## REQUEST
Quote all of the records below line for line, changing nothing.
# START OF INFORMATION SUPPLIED
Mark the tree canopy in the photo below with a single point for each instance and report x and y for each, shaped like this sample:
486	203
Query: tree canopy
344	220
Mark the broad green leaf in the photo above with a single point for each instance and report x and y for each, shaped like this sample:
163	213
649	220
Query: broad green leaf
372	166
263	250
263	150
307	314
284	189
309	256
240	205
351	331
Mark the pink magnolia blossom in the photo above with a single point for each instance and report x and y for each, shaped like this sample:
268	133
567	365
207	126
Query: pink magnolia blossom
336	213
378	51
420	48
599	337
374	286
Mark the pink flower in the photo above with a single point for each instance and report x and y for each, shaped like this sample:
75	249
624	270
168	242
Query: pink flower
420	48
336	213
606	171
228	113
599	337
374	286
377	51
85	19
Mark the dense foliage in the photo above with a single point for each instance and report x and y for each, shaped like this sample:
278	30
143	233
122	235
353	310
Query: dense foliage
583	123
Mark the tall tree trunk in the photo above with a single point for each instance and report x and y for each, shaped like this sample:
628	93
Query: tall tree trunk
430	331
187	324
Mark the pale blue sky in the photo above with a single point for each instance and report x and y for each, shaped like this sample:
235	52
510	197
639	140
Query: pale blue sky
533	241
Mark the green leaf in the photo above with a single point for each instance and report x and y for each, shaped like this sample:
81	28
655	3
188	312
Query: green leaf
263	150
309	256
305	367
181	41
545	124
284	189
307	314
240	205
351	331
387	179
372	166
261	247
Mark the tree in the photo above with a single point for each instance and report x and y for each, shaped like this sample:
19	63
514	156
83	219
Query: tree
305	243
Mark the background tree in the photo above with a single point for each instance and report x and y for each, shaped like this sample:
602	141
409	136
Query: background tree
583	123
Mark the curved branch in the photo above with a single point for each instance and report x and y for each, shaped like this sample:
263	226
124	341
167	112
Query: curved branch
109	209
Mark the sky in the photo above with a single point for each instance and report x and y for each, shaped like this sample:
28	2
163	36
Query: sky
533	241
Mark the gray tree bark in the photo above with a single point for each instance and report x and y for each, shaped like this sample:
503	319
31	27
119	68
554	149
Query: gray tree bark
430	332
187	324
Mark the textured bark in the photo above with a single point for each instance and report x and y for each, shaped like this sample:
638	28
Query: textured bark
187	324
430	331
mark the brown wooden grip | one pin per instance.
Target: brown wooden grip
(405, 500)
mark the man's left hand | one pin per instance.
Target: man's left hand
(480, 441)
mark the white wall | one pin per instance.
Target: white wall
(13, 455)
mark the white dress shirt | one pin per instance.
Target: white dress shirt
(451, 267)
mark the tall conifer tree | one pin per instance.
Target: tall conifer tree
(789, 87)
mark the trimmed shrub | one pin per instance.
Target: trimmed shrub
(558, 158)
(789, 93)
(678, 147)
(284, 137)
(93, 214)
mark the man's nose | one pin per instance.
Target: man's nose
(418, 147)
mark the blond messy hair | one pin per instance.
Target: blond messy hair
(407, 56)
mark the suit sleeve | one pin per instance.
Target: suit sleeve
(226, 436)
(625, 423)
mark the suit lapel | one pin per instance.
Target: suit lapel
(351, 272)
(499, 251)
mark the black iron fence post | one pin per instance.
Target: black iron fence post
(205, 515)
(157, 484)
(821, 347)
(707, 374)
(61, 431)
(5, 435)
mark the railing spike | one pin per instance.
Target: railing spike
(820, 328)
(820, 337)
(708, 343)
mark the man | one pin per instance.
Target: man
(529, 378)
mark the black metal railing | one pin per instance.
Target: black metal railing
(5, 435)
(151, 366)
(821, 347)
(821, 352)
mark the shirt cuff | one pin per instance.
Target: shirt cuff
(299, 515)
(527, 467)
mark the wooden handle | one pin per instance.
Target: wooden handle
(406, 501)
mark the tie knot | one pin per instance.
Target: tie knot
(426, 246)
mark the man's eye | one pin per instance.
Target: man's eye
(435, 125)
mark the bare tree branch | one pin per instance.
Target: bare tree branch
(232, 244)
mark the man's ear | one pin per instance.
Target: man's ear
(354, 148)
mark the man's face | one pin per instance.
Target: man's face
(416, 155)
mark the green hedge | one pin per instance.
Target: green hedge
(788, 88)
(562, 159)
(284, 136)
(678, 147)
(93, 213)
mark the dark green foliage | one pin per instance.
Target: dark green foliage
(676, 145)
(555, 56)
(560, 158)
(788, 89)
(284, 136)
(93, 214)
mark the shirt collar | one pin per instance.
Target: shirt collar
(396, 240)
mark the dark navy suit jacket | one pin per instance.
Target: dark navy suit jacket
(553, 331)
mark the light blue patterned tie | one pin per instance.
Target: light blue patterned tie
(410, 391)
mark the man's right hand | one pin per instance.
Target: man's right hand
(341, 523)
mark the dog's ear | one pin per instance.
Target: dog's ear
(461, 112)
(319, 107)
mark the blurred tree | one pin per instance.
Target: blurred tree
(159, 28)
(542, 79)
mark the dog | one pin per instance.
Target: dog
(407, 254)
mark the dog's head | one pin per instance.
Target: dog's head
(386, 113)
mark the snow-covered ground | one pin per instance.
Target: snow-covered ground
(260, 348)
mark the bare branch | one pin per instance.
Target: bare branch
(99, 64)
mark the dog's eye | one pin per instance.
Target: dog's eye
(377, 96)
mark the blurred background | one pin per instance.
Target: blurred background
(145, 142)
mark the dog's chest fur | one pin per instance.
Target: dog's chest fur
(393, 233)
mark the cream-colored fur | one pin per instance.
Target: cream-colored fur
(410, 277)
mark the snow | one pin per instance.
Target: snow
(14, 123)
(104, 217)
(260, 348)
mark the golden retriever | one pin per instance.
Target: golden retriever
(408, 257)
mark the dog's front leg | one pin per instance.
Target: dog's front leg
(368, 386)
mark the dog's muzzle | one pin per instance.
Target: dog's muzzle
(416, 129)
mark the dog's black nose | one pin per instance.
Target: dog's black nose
# END OF INFORMATION SUPPLIED
## EXPECTED ANSWER
Mark the tree canopy in the photo below with a single point for each instance and report x and y for each, shaped like this sample:
486	203
Query: tree canopy
344	220
Mark the broad green leaf in the photo above with a single point for each instance and report x and y for each, shaped like this sample:
163	213
649	220
Query: broad green leaf
372	166
263	250
263	150
307	314
284	189
309	256
240	205
351	331
Mark the pink magnolia blossom in the photo above with a single point for each instance and report x and y for each, shaped like this sample:
268	133
567	365
207	126
Query: pink magnolia blossom
336	213
378	51
420	48
599	337
374	286
Mark the pink flower in the photo above with a single point for each instance and report x and y for each, shaped like this sample:
75	249
624	270
168	242
Query: pink flower
420	48
336	213
606	171
228	113
599	337
374	286
377	51
85	19
Mark the dense foliage in the photo above with a single point for each instance and report x and y for each, shaped like this sample:
278	30
143	233
122	235
353	310
Query: dense foliage
583	123
Mark the tall tree trunk in the photo above with a single point for each instance and report x and y for each, shaped like this sample:
628	93
Query: tall tree trunk
430	331
187	324
Mark the pale blue sky in the photo above with a single point for each instance and report x and y for each, shaped like this sample:
235	52
510	197
639	140
Query: pale blue sky
533	241
Mark the green leaf in the photo above with a single point for each instance and report x and y for each, shaped like this sample:
81	28
655	3
188	312
Query: green leaf
263	150
309	256
305	367
181	41
545	124
284	189
307	314
240	205
351	331
387	179
372	166
261	247
Mark the tree in the photo above with a single point for each instance and report x and y for each, shaped like this sample:
19	63
514	156
83	219
Query: tree
305	243
Mark the background tree in the photo above with a single point for each instance and report x and y for each, shaped like this sample:
602	141
409	136
Query: background tree
583	123
Mark the curved branch in the photo above with a single point for each instance and report x and y for each, shaped like this sample:
263	226
124	341
167	112
Query: curved branch
109	209
Mark the sky in the photo above with a single point for each instance and report x and y for each, shaped like this sample:
28	2
163	36
Query: sky
533	241
Mark the gray tree bark in the photo above with a single point for each instance and report x and y for each, shaped like this sample:
503	319
31	27
119	68
554	149
Query: gray tree bark
430	332
187	324
Mark the textured bark in the photo above with a single point for each instance and report x and y for each, shaped like this sample:
638	28
Query: textured bark
187	324
430	331
mark the brown wooden grip | one pin per instance.
Target: brown wooden grip
(405, 500)
mark the man's left hand | one pin per instance.
Target: man's left hand
(480, 441)
mark the white wall | one pin per instance.
Target: white wall
(13, 455)
mark the white dress shirt | one pin per instance.
Target: white dress shirt
(451, 267)
mark the tall conifer tree | one pin per instance.
Target: tall conifer tree
(789, 87)
mark the trimmed shrub | one pin per instance.
Target: trimmed shrub
(558, 158)
(789, 93)
(678, 147)
(284, 137)
(93, 214)
mark the man's nose | one pin per instance.
Target: man's nose
(418, 147)
mark the blond messy hair | one pin per instance.
Target: blond messy hair
(407, 56)
mark the suit sleeve | one pin per instance.
Target: suit sleeve
(226, 436)
(625, 423)
mark the suit lapel | one pin per instance.
Target: suit lapel
(351, 272)
(499, 251)
mark the black iron fence post | one pin per instance.
Target: black iron fence post
(205, 515)
(157, 484)
(821, 347)
(707, 374)
(61, 431)
(5, 435)
mark the railing spike | one pin per instance.
Target: railing spike
(820, 328)
(820, 337)
(708, 343)
mark the man | one pin per instance.
Target: man
(529, 378)
mark the black metal railing | one pin per instance.
Target: black metal railing
(5, 435)
(151, 366)
(821, 347)
(821, 352)
mark the shirt cuff | one pin per instance.
Target: shirt cuff
(299, 515)
(527, 467)
mark the wooden handle | one pin per instance.
Target: wooden handle
(406, 501)
mark the tie knot | one pin per instance.
Target: tie knot
(426, 246)
mark the man's eye | one pin per instance.
Target: man's eye
(435, 125)
mark the bare tree branch | one pin per instance.
Target: bare tree branch
(232, 244)
mark the man's ear | one pin per instance.
Target: man's ear
(354, 148)
mark the man's face | one pin per instance.
Target: man's face
(416, 155)
mark the green hedge | one pin per instance.
Target: green hedge
(788, 88)
(562, 159)
(284, 136)
(678, 147)
(93, 213)
mark the dark green foliage | one pin per instance.
Target: dark green foliage
(676, 145)
(555, 56)
(560, 158)
(788, 89)
(284, 136)
(93, 214)
mark the shirt collar | one pin per instance.
Target: shirt collar
(396, 240)
mark the dark navy suit jacket | one pin per instance.
Target: dark navy suit jacket
(553, 331)
mark the light blue patterned tie | one pin per instance.
Target: light blue patterned tie
(410, 391)
mark the man's right hand | one pin per instance.
Target: man's right hand
(341, 523)
mark the dog's ear | one pin per instance.
Target: dog's ear
(461, 112)
(319, 107)
mark the blurred tree | one pin per instance.
Target: blurred tree
(159, 28)
(542, 79)
mark the dog | one pin per instance.
Target: dog
(407, 254)
mark the dog's head | one pin per instance.
Target: dog's head
(386, 113)
mark the snow-covered ground | one pin per instance.
Target: snow-covered ground
(260, 348)
mark the bare branch | one pin per instance.
Target: bare branch
(99, 64)
mark the dog's eye | one pin per instance.
Target: dog's eye
(377, 96)
mark the blurred background | one pin per instance.
Target: blurred background
(145, 142)
mark the dog's chest fur | one pin per instance.
Target: dog's chest fur
(393, 233)
mark the cream-colored fur | one pin per instance.
Target: cream-colored fur
(410, 277)
mark the snow | one pin per instance.
Target: snow
(14, 123)
(104, 217)
(260, 348)
mark the golden retriever | one pin per instance.
Target: golden retriever
(408, 257)
mark the dog's front leg | one pin per instance.
Target: dog's front leg
(368, 386)
mark the dog's muzzle | one pin per instance.
Target: dog's muzzle
(416, 129)
mark the dog's black nose | one pin per instance.
Target: dog's black nose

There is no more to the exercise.